● **THE EXERCISE**: Can you copy out the listing below, character for character, starting with the line that contains "Where can the bird's leg" and continuing through the line that contains "[(191, 287)]", with both of those lines included?

****

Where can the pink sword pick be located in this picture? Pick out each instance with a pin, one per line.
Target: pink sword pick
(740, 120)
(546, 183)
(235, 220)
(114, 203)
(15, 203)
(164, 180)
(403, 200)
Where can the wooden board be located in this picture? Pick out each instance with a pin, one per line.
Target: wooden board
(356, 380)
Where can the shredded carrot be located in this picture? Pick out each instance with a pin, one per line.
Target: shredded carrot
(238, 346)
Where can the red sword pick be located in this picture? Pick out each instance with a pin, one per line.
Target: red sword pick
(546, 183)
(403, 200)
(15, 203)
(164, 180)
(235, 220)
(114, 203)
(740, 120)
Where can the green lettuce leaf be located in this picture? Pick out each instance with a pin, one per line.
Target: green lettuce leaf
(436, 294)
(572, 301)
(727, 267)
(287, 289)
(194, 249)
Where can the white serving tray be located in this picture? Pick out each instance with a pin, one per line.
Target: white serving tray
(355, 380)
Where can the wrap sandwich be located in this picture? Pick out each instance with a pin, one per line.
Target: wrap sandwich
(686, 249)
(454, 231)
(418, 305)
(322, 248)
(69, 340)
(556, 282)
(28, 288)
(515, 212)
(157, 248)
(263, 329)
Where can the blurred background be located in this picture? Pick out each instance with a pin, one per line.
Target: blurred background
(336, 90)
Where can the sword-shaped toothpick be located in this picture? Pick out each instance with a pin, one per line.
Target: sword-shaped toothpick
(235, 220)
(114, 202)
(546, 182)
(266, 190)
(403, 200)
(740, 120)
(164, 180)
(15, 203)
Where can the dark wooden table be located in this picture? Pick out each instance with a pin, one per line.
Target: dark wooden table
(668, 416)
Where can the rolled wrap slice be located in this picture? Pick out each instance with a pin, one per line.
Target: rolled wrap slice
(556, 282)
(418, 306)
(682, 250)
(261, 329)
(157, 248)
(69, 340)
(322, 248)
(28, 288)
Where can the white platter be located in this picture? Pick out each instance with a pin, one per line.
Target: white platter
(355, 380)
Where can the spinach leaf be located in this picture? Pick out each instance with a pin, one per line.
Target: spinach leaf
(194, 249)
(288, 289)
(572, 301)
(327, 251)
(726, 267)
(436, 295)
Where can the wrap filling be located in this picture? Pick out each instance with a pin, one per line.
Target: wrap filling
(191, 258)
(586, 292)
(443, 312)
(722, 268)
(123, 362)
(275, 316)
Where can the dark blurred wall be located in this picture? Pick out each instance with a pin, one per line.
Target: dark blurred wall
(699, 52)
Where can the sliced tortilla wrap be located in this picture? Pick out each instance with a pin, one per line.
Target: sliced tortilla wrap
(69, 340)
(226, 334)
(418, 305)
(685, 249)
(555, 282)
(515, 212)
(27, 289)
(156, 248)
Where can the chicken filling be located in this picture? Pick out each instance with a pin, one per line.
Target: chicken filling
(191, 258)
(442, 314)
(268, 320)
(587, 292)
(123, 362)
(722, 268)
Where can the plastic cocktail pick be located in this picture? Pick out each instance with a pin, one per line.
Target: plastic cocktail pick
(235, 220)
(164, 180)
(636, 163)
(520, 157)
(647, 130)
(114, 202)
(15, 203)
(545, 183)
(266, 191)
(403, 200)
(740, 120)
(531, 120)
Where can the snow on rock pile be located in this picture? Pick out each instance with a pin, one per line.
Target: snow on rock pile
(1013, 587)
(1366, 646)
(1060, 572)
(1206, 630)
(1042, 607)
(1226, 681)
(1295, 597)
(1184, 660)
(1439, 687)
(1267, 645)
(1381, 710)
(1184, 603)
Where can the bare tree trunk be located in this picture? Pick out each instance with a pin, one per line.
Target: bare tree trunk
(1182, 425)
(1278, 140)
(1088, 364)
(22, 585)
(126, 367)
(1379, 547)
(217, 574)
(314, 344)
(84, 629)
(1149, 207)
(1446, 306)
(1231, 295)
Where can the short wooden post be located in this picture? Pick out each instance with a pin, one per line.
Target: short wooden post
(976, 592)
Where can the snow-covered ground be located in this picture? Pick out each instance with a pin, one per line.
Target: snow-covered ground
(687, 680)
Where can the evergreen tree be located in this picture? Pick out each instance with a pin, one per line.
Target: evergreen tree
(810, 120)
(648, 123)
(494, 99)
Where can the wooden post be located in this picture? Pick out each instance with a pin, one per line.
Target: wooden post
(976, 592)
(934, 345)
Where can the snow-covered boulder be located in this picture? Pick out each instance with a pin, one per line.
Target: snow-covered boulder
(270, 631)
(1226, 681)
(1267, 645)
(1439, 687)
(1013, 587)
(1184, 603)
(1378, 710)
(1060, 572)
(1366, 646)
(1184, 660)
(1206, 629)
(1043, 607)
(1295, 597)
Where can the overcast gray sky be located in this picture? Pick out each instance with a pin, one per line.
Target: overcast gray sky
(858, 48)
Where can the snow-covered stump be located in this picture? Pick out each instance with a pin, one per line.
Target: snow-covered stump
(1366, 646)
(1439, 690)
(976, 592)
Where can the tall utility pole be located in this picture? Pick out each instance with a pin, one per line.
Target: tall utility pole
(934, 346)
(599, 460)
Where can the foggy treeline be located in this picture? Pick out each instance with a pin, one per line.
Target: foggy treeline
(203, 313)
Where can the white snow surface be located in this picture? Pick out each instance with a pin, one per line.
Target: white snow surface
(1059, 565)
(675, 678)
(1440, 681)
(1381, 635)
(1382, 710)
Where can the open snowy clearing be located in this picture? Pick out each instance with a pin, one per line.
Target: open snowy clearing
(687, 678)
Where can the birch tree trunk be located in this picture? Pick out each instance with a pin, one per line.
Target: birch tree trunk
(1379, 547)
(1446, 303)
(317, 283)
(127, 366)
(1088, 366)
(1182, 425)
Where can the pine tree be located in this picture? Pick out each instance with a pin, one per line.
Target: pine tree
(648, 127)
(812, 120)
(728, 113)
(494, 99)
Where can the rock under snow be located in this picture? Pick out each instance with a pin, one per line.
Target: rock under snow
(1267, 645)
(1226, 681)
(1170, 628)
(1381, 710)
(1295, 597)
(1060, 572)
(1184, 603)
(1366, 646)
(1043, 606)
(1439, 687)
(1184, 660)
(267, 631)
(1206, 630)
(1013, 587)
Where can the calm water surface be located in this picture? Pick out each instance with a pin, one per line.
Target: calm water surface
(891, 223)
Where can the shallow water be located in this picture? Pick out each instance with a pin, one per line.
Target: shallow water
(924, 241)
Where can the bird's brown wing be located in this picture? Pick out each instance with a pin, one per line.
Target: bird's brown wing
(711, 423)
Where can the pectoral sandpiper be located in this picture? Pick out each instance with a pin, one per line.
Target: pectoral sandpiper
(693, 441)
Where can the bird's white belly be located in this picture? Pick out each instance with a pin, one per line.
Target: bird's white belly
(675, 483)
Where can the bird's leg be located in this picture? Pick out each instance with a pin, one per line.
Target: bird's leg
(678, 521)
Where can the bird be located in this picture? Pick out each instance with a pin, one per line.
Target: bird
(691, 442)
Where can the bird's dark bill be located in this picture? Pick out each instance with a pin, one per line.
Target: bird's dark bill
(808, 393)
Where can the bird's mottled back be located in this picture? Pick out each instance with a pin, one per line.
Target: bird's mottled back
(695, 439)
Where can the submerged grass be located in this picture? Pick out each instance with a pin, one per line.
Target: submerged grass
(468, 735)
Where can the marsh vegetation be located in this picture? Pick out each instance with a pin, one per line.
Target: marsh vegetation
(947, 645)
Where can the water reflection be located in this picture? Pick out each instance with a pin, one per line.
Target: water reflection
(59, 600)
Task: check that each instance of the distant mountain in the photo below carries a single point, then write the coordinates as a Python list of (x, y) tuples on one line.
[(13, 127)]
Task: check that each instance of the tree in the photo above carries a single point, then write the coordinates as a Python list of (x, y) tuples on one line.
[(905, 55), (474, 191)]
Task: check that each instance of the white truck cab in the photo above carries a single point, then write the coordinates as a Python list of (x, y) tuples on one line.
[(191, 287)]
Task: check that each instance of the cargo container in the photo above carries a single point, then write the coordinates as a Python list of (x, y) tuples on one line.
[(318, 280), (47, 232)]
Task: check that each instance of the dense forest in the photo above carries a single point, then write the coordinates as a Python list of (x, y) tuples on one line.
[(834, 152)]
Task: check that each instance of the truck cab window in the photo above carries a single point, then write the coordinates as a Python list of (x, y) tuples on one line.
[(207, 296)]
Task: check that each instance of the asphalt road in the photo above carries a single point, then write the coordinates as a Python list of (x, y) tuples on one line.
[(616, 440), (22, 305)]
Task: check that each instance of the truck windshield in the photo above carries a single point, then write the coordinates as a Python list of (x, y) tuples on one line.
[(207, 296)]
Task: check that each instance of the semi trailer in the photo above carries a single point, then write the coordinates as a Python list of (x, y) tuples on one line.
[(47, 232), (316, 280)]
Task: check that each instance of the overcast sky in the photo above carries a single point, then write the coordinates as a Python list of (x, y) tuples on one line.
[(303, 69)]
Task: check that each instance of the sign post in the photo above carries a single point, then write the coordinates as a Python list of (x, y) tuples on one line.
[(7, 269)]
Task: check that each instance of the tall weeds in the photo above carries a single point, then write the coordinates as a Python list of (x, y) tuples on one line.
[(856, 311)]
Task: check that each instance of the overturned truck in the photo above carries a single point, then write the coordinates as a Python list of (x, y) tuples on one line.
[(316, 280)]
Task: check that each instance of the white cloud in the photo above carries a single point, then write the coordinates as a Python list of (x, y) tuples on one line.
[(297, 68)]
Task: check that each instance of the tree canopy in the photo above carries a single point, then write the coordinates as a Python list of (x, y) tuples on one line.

****

● **TASK OUTPUT**:
Where can the bird's leg be located in this picture? Pick out each instance with a pin, one per line.
Target: bird's leg
(678, 521)
Where can the bird be located in this picture? Pick out each instance with a pin, one per line.
Target: bird
(691, 442)
Where can the bird's dark bill be located in this picture? Pick out each instance with a pin, one per line.
Target: bird's dark bill
(808, 393)
Where can the bird's mottled back be located in this picture? Pick out each instance with a pin, one per line.
Target: bird's mottled back
(695, 439)
Where can the submerged grass be located in this picture? Pick out each instance with a pin, one per line.
Target: submerged grass
(468, 735)
Where can the marsh vegetation be located in this picture? Pick out each instance with a pin, one per line.
Target: marsh vegetation
(947, 645)
Where can the water reflection be located in this picture? Pick out each instance with a pin, one per line.
Target: water reflection
(59, 600)
Task: check that each instance of the distant mountain in the photo below carries a single point, then write the coordinates as a Python list of (x, y) tuples on one line.
[(13, 127)]
Task: check that each instance of the tree in the photo above carries a single point, then write the coordinates as a Python list of (x, y) tuples on one line.
[(905, 55), (474, 191)]
Task: check that each instance of the white truck cab in the photo above carries a single point, then write the coordinates as a Python list of (x, y) tuples on one line.
[(191, 287)]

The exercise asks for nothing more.